-------- Dataset excerpts --------
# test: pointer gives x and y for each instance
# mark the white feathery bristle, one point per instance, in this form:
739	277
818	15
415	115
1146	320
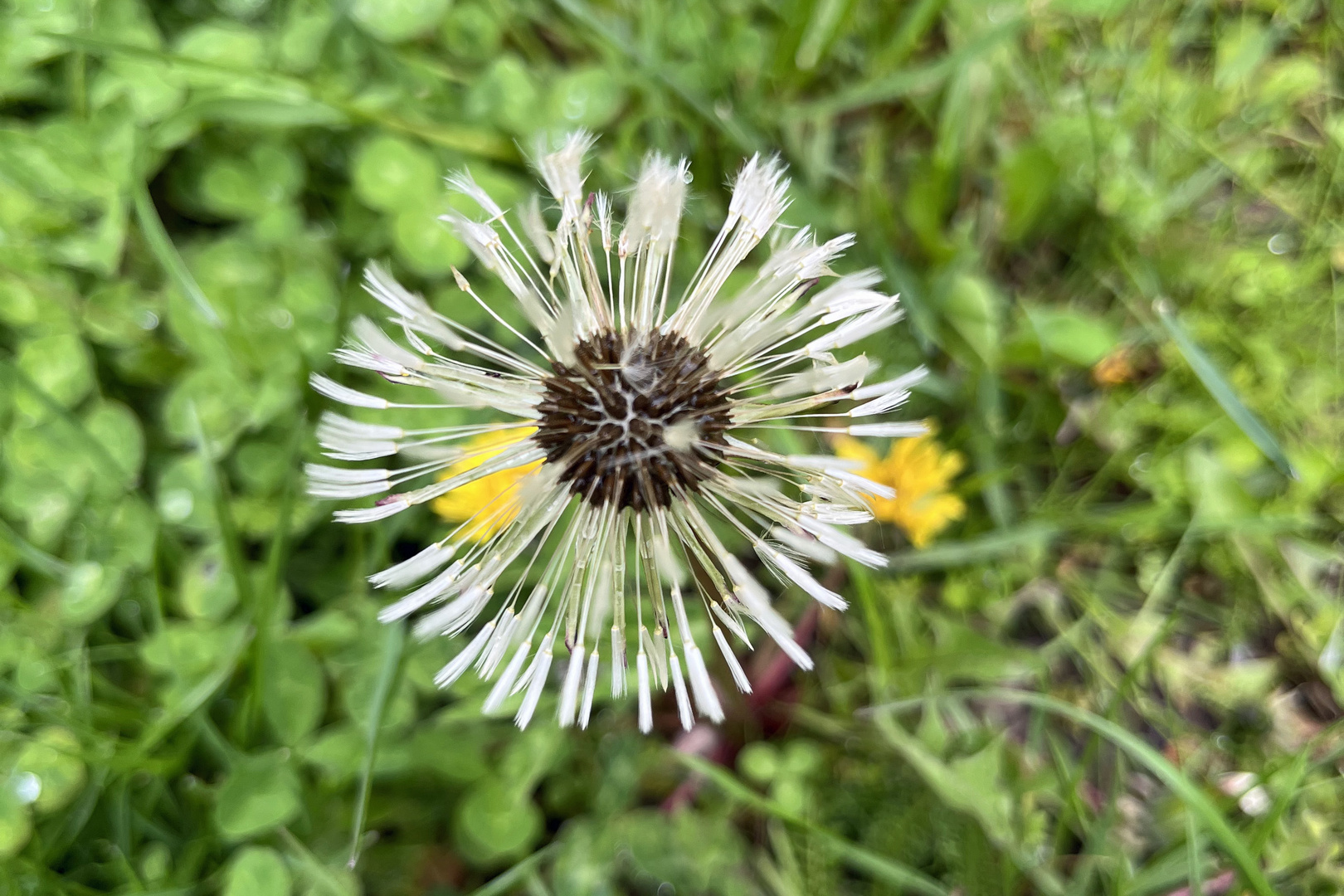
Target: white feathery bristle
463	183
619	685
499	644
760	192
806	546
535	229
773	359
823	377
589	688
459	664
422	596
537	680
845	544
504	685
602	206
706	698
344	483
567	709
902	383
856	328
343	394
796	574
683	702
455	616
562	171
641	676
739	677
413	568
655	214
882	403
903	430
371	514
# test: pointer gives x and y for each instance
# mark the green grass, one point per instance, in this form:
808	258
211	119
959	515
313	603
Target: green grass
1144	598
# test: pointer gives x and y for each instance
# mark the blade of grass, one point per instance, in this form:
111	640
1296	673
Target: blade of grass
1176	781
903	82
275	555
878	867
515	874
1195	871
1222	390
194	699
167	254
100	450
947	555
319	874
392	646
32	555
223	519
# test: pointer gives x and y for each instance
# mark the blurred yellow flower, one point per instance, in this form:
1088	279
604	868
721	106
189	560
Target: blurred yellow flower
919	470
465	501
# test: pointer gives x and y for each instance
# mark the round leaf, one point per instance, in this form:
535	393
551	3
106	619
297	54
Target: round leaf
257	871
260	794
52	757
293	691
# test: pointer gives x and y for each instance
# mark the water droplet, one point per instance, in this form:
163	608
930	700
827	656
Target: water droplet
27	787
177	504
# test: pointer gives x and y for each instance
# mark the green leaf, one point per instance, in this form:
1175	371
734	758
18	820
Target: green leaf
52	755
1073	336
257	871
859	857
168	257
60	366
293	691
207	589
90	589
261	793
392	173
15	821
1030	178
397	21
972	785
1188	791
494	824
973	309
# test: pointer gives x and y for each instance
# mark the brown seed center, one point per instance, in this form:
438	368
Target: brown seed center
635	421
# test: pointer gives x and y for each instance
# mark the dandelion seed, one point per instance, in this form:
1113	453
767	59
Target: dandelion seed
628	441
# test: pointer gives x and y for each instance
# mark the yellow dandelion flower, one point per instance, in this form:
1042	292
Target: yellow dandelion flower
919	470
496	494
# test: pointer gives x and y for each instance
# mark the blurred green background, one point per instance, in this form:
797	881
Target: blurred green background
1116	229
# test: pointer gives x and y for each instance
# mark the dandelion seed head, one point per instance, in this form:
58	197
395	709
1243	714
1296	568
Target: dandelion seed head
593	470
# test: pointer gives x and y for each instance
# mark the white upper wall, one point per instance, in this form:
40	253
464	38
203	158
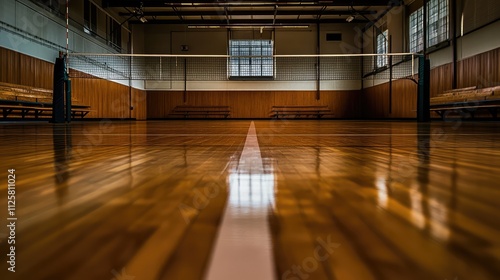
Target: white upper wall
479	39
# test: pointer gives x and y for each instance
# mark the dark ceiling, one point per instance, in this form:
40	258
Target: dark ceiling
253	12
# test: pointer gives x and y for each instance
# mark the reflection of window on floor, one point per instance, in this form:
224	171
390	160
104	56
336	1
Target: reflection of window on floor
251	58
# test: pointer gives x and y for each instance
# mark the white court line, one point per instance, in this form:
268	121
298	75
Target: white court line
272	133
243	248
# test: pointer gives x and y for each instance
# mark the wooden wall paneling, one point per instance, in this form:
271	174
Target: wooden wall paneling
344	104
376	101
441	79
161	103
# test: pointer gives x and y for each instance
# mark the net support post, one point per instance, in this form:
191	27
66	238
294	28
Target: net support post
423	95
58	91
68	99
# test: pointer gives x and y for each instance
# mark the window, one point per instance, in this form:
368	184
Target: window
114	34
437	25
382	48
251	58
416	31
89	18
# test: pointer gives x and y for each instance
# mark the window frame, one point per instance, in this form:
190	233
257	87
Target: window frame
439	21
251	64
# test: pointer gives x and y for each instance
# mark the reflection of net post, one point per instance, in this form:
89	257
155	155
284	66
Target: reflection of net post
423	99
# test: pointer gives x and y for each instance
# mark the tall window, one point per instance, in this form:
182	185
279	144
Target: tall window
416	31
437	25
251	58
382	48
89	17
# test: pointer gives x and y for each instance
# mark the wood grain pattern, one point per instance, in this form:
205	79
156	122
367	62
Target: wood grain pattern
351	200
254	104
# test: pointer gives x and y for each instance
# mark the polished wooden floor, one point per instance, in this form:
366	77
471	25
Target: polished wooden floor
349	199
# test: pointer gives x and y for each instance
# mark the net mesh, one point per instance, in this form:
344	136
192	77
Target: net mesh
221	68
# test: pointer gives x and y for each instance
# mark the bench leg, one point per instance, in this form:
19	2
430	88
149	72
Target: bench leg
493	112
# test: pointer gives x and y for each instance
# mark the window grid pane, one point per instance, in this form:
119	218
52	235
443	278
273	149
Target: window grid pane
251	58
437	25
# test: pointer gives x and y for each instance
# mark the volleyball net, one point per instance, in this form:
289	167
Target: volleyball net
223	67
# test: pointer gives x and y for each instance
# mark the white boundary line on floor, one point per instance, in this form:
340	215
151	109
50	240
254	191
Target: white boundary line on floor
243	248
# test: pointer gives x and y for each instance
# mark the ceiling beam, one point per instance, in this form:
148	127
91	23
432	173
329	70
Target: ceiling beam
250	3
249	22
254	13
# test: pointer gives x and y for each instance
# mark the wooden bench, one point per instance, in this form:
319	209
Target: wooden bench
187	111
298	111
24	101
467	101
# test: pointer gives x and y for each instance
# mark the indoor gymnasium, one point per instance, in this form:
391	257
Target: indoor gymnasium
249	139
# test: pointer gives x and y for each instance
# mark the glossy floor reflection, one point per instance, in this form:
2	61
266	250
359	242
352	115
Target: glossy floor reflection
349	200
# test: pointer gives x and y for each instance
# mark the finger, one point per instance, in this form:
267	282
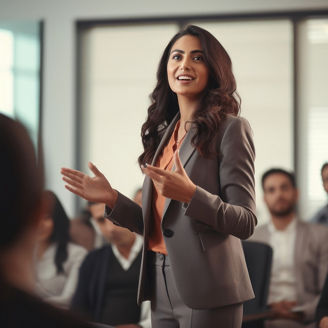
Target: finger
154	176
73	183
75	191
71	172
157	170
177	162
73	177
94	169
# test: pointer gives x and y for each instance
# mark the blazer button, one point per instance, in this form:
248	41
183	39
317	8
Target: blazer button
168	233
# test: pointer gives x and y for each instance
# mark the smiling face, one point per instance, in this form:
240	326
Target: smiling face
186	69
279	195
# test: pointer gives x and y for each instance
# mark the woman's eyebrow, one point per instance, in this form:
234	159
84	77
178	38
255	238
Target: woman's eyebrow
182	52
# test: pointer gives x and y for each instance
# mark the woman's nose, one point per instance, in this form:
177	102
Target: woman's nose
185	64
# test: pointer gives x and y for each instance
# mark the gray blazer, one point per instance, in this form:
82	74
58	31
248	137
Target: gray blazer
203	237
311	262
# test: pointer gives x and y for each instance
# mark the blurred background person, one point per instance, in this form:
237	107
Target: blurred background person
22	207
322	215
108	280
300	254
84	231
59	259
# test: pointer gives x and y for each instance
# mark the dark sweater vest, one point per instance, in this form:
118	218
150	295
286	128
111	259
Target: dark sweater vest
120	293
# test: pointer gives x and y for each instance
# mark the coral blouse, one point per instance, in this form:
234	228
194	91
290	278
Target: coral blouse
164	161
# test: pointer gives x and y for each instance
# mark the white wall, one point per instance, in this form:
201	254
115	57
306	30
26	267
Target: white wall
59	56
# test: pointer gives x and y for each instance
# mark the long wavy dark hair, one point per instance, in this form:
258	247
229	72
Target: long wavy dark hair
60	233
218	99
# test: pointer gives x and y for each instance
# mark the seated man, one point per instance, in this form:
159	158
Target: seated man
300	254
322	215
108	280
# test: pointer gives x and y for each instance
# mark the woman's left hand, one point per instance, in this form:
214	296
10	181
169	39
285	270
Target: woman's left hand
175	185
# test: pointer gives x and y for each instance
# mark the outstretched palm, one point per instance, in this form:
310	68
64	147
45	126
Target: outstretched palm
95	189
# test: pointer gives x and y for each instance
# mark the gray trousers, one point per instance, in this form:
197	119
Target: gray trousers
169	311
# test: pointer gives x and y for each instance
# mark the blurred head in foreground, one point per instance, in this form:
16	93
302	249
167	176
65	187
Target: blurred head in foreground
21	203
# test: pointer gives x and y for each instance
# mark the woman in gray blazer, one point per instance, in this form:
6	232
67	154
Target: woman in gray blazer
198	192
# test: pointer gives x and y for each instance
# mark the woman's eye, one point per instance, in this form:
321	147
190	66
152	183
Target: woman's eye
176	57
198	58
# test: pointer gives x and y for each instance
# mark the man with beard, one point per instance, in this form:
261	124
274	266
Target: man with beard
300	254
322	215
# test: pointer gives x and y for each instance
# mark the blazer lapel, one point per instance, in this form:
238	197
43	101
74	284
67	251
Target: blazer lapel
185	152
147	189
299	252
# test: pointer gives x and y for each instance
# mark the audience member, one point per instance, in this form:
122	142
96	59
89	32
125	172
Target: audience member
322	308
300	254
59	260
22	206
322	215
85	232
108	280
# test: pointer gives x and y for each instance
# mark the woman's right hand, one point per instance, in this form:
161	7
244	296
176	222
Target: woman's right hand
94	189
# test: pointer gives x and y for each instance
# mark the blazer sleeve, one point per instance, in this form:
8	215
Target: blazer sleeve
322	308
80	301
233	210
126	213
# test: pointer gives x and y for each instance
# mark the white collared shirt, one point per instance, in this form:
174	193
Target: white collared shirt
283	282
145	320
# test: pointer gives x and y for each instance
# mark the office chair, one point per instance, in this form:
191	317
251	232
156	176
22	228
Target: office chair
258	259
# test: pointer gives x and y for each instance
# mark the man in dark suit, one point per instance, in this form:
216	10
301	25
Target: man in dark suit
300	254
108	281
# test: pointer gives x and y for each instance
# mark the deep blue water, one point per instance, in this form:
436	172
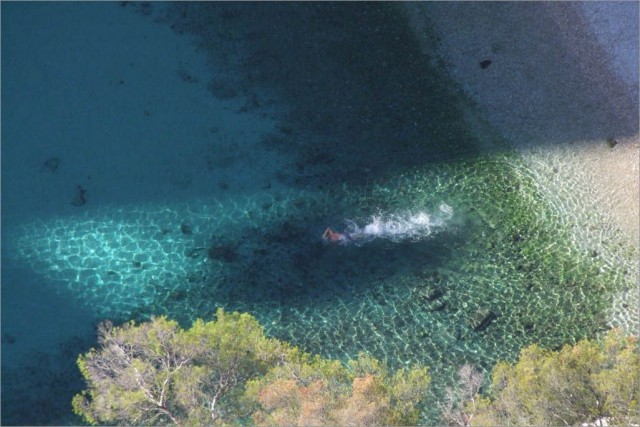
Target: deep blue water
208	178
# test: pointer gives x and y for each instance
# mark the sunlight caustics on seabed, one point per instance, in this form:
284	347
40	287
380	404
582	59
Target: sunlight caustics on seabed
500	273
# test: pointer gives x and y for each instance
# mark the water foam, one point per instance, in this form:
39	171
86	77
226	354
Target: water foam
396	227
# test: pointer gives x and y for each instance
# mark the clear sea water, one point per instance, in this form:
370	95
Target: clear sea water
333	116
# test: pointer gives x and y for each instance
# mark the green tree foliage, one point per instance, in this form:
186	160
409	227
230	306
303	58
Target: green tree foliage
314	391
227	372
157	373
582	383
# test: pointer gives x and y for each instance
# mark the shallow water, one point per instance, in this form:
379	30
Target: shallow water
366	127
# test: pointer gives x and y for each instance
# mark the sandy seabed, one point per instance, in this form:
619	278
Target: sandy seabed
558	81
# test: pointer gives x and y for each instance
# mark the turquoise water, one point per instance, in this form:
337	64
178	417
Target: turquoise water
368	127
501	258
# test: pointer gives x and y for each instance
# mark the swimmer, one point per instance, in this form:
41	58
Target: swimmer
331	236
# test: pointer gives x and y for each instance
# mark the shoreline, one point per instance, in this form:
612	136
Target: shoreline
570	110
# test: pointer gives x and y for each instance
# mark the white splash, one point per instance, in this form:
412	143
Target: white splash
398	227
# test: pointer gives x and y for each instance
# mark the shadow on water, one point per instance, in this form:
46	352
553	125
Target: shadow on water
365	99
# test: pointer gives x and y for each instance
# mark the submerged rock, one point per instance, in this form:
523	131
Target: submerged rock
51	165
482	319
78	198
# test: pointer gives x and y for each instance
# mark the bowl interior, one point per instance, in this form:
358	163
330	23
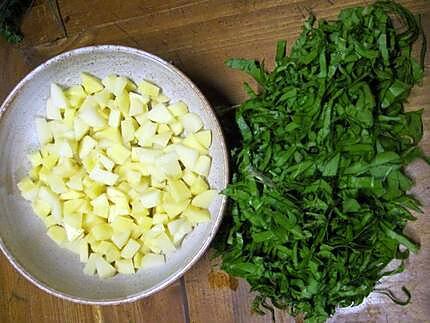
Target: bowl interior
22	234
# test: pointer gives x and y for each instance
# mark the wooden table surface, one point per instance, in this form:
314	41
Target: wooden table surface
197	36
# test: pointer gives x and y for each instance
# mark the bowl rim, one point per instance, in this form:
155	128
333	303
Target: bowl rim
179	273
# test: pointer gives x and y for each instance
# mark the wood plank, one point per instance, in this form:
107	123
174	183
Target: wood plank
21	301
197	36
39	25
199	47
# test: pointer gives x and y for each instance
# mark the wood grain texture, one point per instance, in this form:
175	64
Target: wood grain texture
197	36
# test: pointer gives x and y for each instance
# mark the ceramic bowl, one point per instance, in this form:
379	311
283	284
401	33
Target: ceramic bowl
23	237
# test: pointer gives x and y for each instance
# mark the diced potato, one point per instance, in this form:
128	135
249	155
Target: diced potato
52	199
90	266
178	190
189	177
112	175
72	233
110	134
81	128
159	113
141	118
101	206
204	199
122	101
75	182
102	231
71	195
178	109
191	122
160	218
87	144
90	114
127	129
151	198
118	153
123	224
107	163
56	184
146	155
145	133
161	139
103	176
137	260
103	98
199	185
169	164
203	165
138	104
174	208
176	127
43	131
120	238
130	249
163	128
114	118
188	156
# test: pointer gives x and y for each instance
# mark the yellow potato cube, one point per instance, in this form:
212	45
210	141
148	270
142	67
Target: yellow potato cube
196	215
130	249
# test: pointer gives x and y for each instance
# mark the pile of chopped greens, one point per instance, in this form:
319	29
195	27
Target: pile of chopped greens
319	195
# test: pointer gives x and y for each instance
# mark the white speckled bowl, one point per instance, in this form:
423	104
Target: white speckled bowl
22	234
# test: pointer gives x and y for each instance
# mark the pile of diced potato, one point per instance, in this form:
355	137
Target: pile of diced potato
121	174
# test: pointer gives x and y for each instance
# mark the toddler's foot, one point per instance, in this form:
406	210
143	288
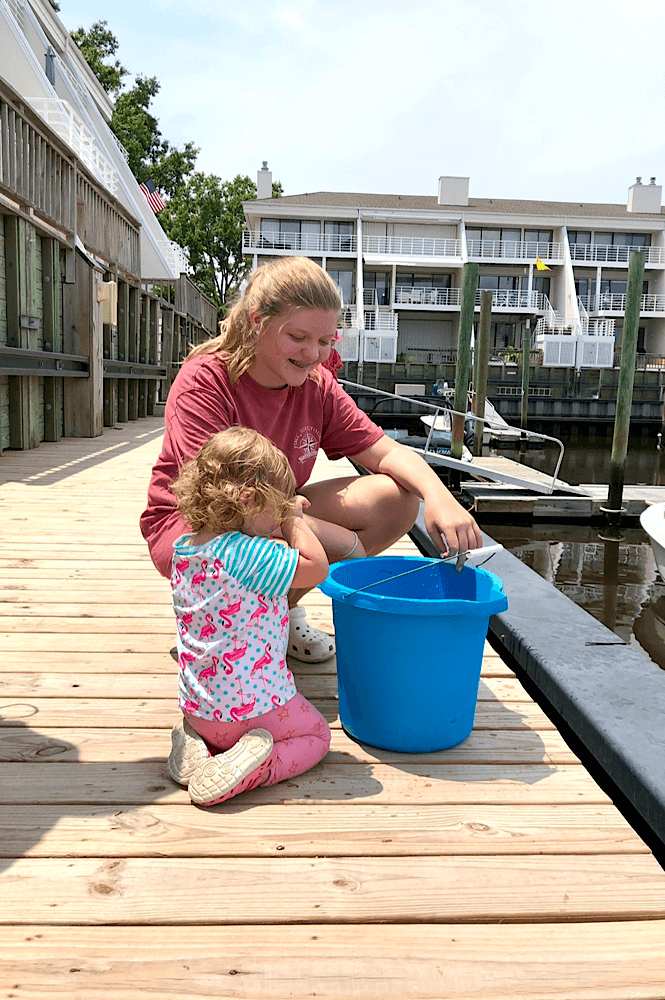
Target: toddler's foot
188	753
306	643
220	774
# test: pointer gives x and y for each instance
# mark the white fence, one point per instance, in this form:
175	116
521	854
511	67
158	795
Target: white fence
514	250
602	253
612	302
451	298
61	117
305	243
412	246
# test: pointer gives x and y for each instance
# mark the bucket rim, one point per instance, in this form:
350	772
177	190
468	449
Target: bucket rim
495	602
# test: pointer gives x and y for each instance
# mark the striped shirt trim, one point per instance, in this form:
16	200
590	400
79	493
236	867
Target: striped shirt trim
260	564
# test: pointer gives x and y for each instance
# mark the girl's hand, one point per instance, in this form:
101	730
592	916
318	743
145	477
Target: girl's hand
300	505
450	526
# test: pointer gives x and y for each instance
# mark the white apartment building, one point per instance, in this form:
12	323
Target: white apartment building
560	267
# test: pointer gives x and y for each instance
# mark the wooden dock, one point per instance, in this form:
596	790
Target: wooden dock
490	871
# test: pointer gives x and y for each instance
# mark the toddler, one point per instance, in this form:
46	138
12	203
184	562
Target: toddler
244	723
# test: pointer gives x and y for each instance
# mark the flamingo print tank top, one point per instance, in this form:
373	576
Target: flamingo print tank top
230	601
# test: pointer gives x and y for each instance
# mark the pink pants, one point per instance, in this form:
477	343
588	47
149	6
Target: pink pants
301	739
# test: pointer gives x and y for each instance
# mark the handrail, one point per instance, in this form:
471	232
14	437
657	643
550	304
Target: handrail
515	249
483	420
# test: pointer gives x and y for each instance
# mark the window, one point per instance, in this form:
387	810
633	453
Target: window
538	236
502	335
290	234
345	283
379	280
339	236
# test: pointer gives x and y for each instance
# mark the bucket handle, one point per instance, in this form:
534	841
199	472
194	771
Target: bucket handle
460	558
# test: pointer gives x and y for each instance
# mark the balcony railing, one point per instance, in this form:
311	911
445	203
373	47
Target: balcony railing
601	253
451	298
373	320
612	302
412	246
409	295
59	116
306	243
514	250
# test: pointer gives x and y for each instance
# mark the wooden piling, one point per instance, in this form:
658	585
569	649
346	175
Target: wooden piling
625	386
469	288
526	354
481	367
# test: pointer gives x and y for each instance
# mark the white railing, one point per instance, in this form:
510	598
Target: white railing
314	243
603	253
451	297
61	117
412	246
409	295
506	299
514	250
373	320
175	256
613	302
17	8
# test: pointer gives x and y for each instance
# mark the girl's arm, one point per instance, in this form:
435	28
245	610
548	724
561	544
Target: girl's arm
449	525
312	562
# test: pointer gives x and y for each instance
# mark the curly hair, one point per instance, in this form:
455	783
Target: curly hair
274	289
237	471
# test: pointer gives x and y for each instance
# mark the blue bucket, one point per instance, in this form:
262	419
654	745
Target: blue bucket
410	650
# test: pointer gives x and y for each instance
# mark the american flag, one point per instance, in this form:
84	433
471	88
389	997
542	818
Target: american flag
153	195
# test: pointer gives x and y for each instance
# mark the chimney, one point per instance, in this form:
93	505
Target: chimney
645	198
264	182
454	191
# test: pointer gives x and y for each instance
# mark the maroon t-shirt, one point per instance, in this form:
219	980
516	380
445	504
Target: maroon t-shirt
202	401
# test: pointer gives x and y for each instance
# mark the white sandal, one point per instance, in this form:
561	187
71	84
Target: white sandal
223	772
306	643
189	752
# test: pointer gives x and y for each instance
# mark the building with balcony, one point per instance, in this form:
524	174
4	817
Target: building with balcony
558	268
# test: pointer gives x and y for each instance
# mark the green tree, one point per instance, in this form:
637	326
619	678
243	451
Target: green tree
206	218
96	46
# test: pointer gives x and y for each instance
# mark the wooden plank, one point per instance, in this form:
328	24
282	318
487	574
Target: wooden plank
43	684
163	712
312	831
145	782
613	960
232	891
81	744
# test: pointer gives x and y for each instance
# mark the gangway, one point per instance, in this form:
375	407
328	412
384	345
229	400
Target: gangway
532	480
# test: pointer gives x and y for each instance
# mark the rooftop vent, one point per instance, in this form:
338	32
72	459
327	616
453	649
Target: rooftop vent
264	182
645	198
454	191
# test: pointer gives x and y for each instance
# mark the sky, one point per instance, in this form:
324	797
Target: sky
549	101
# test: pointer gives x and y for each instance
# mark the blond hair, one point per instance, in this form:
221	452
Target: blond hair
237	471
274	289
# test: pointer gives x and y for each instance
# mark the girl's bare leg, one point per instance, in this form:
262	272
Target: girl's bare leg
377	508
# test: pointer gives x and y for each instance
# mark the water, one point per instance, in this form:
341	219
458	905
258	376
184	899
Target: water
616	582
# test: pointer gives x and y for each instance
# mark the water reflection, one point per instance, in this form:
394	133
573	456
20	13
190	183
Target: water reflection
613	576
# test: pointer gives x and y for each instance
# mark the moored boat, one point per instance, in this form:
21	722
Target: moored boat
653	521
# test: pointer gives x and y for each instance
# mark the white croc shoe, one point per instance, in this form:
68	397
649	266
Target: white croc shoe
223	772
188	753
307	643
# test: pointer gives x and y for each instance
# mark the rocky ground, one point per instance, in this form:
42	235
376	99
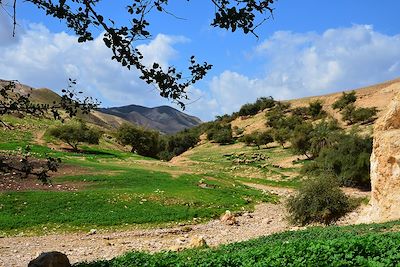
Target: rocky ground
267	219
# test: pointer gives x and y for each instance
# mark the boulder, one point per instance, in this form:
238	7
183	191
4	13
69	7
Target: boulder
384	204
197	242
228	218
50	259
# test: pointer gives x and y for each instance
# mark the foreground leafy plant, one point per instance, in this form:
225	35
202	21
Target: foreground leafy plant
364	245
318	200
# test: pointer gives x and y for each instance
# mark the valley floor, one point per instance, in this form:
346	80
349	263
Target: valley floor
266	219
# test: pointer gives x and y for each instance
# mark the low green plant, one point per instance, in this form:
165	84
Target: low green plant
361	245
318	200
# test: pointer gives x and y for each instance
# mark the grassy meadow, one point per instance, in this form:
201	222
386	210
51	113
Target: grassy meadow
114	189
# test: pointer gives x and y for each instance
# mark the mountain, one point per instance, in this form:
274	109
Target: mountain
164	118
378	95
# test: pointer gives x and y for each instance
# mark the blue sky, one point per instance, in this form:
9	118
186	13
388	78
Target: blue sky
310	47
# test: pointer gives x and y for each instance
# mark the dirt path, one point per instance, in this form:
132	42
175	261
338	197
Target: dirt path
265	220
--------
• Stated task
How many lines in the items above contain the word "outstretched"? Reply with the number only.

• Result of this exercise
2